> [WHAT YOU WILL DO]:
Copy the data precisely, keeping every character.

> [Extracted records]:
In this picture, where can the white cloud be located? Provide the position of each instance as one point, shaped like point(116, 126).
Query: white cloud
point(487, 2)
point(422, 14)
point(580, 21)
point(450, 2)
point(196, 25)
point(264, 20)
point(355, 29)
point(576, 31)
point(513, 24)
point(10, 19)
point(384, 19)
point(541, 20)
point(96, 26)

> [RESPONSE TO THE TASK]:
In this picture, where can the white cloud be located? Provide the position of each instance as one point, shaped like point(116, 126).
Query: white cloud
point(487, 2)
point(422, 14)
point(580, 21)
point(450, 2)
point(196, 25)
point(264, 20)
point(355, 29)
point(576, 31)
point(513, 24)
point(10, 19)
point(384, 19)
point(541, 20)
point(96, 26)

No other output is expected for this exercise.